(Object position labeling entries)
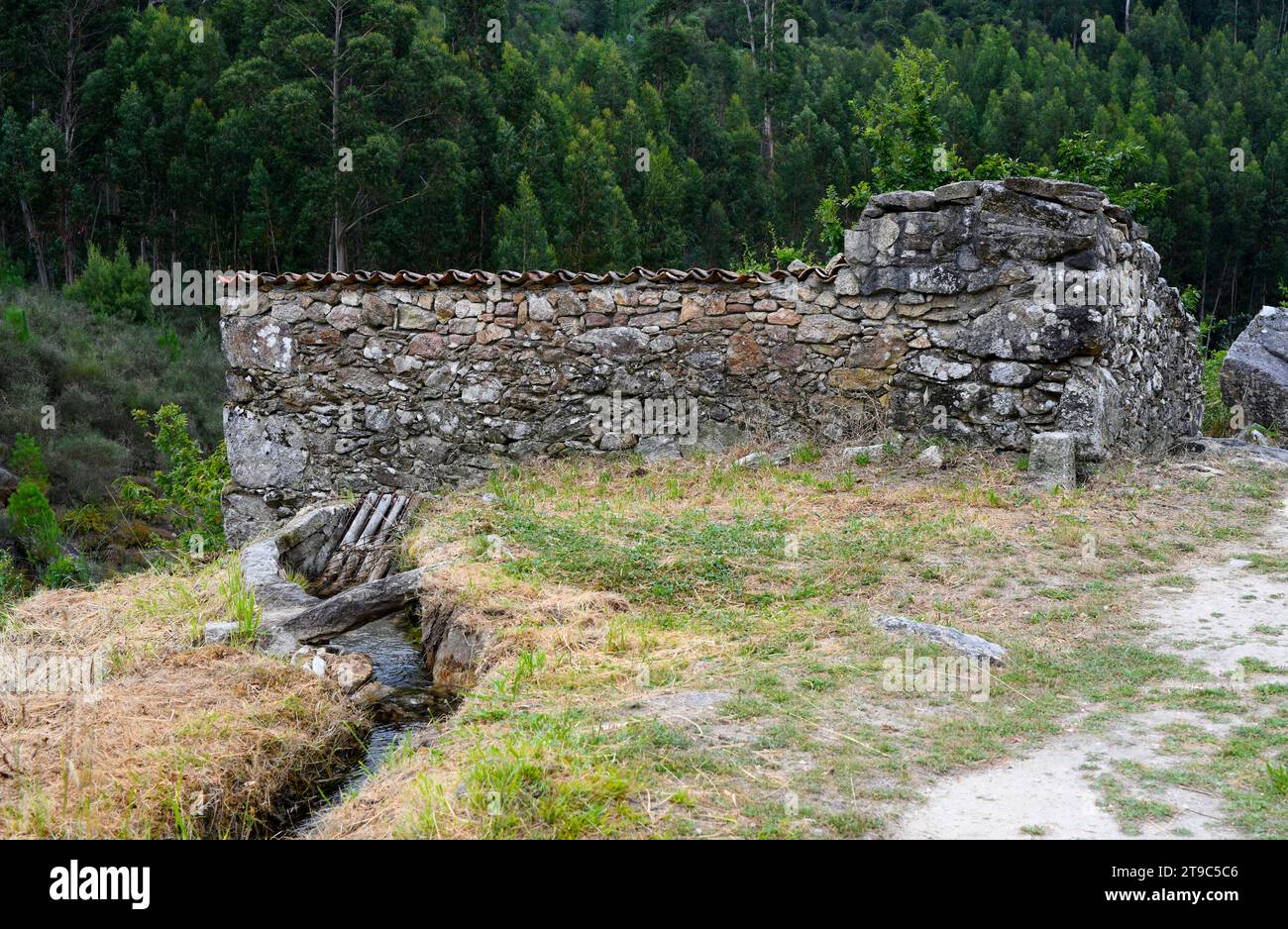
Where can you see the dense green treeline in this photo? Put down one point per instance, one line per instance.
(314, 134)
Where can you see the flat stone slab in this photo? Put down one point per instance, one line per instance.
(1052, 461)
(944, 635)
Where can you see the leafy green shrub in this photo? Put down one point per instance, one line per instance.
(16, 321)
(12, 584)
(26, 461)
(189, 491)
(64, 571)
(114, 287)
(34, 523)
(94, 370)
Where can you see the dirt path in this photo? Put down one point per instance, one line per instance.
(1231, 613)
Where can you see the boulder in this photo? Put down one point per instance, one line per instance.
(1254, 376)
(944, 635)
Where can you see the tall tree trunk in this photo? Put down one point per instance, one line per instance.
(339, 241)
(34, 240)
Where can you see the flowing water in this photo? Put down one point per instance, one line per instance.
(410, 704)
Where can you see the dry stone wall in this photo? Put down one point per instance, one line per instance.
(953, 312)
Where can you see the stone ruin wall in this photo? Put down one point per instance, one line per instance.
(932, 321)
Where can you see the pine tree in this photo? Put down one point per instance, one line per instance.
(522, 242)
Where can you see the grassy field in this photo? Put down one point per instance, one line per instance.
(678, 649)
(717, 675)
(179, 741)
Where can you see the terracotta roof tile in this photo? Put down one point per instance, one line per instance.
(536, 278)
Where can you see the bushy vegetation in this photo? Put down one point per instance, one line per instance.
(71, 377)
(114, 287)
(188, 491)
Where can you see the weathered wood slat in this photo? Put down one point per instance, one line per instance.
(327, 580)
(365, 554)
(356, 606)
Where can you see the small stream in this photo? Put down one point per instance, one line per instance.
(393, 646)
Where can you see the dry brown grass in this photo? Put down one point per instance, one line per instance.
(178, 741)
(567, 753)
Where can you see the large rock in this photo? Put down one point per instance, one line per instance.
(1052, 463)
(1256, 369)
(964, 642)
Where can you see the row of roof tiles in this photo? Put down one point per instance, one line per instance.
(480, 278)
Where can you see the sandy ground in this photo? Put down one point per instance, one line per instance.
(1052, 791)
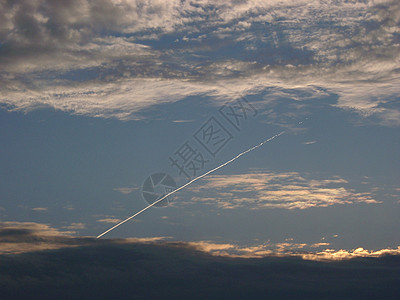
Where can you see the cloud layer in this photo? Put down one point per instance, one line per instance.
(109, 269)
(116, 58)
(276, 190)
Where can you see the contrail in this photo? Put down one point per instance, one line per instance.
(190, 182)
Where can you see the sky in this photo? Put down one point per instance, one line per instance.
(107, 105)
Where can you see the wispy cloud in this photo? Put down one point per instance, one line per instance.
(276, 190)
(40, 208)
(111, 59)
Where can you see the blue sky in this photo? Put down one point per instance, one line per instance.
(96, 96)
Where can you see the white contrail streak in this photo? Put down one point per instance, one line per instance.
(190, 182)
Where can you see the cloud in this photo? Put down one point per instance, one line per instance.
(74, 226)
(109, 220)
(276, 190)
(40, 208)
(106, 269)
(126, 190)
(114, 58)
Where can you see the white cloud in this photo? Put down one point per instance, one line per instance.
(276, 190)
(88, 57)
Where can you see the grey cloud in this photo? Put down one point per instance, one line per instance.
(110, 269)
(80, 56)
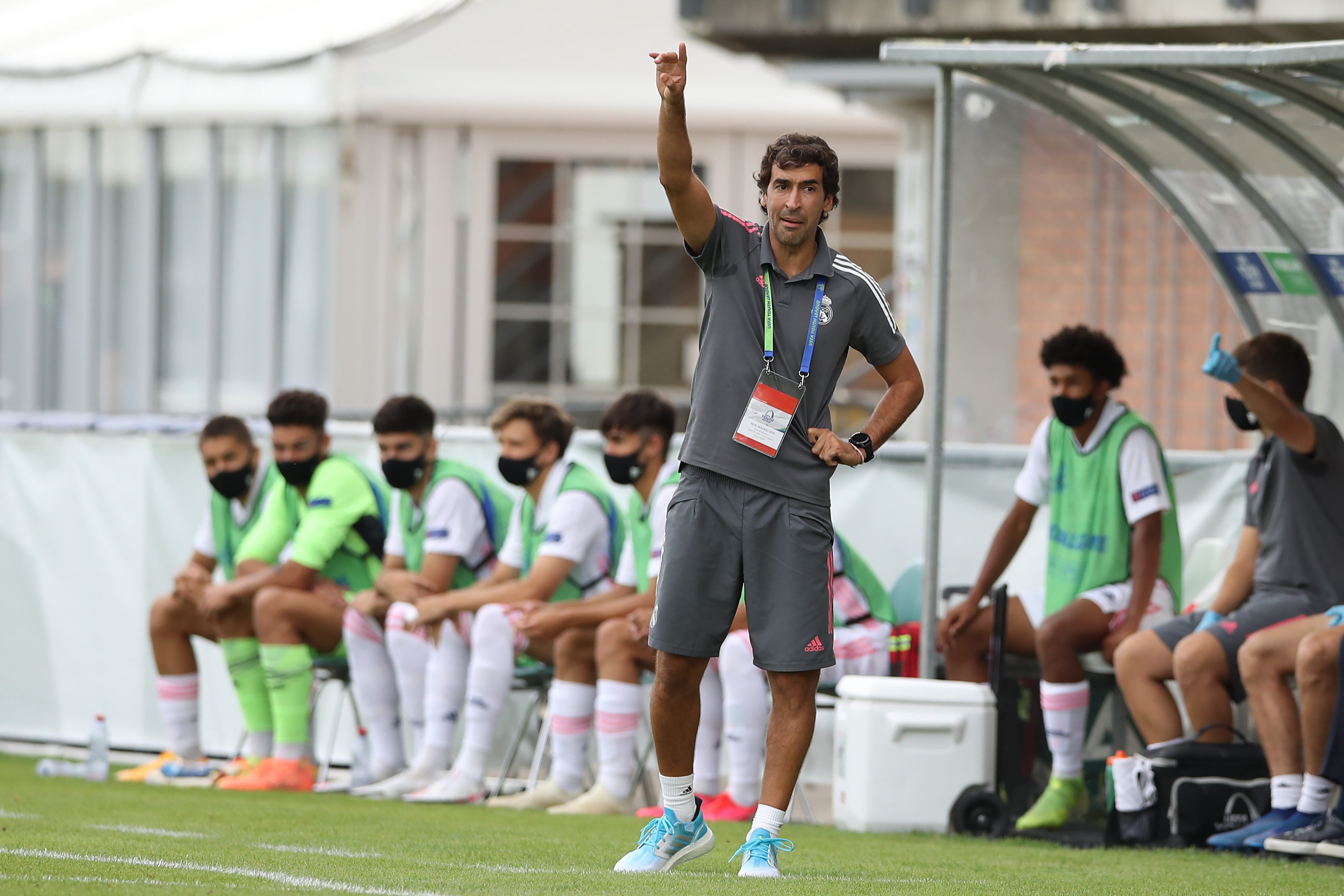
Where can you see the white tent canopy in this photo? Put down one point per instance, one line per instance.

AIM:
Pictures do not go in the copy. Write out exactly the lines from the line containing "Where can you see the dry brown" through the last line of the listing.

RESULT OF THE TASK:
Where can you see the dry brown grass in this photo? Put down one point per instance, one line per instance.
(178, 741)
(567, 753)
Where can you see the large rock in this photo? Put down one point per instance, one line per instance.
(1052, 463)
(1256, 369)
(964, 642)
Where can you see the row of roof tiles in this photo? Put down one point per instance, one line per instance.
(480, 278)
Where can you see the sandy ground in this photo? Put down one point per instance, one line per instance.
(1052, 791)
Where can you see the cloud layer in this photo? Put down one point per instance, one line per instance.
(109, 269)
(116, 58)
(276, 190)
Where can you see the contrail in this photo? Put down one point per instance, one line per instance.
(190, 182)
Where can you see the sky in this photo? Put down one point per instance, one line per instance.
(107, 105)
Where can you see the wispy cloud in this photo? Put down one point per instance, one line per instance.
(276, 190)
(40, 208)
(111, 59)
Where can you see the blue sky in this photo? Put down one point per instance, one line per instance.
(96, 96)
Where can you see the white contrail streak in this photo? Put down one point per instance, one line per instance.
(190, 182)
Where can you see the cloud in this photo? Put down one point per instance, one line per instance.
(74, 226)
(109, 220)
(276, 190)
(40, 208)
(106, 269)
(126, 190)
(114, 58)
Where can you see the white cloud in this photo? Put down one point per instance, one line per instance.
(276, 190)
(88, 57)
Where can you see the grey cloud in this photo? Put down one point per instance, one line per instance.
(110, 269)
(80, 56)
Where can you see the white tent canopy in this photo? Put down one point per instance, one line per instance.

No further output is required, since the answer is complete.